Report every line of the listing below in which the string "bark" appears.
*** Opening RECORDS SUPPLIED ***
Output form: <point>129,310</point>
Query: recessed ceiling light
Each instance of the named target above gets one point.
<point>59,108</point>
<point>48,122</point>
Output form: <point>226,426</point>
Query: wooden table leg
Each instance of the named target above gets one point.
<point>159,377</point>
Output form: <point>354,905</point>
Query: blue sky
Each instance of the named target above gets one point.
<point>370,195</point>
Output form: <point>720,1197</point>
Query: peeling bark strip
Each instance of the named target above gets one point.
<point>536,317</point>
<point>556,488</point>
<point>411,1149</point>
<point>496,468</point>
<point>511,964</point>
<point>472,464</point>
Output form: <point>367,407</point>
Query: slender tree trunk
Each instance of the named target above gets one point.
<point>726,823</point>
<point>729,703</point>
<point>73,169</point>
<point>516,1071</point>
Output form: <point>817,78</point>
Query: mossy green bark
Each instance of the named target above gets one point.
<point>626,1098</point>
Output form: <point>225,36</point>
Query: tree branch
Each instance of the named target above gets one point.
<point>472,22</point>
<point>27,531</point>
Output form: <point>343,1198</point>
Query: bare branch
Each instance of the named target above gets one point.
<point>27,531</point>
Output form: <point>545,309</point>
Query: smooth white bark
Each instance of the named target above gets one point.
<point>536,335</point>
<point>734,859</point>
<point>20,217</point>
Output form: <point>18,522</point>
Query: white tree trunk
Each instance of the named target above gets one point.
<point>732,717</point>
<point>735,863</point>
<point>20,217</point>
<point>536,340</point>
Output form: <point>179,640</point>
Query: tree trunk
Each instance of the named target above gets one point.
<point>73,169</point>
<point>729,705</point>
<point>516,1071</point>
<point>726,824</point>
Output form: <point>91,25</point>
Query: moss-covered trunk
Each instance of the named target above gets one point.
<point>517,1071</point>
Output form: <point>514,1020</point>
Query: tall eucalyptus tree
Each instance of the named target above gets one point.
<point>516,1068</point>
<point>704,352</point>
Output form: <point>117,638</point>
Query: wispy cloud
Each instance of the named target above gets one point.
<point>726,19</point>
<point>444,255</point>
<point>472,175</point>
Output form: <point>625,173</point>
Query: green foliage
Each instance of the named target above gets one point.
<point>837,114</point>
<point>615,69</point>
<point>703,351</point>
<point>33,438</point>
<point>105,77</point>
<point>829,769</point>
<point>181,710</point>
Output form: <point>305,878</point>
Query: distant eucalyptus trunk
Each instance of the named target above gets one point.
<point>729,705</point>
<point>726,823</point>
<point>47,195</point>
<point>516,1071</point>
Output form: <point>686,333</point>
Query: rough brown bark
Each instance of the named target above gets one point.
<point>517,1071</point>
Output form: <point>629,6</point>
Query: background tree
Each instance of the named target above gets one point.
*** Closing RECORDS SUPPLIED ***
- [SOLVED EXERCISE]:
Query: peeling bark strip
Query: mossy green bark
Query: smooth white bark
Query: rough brown bark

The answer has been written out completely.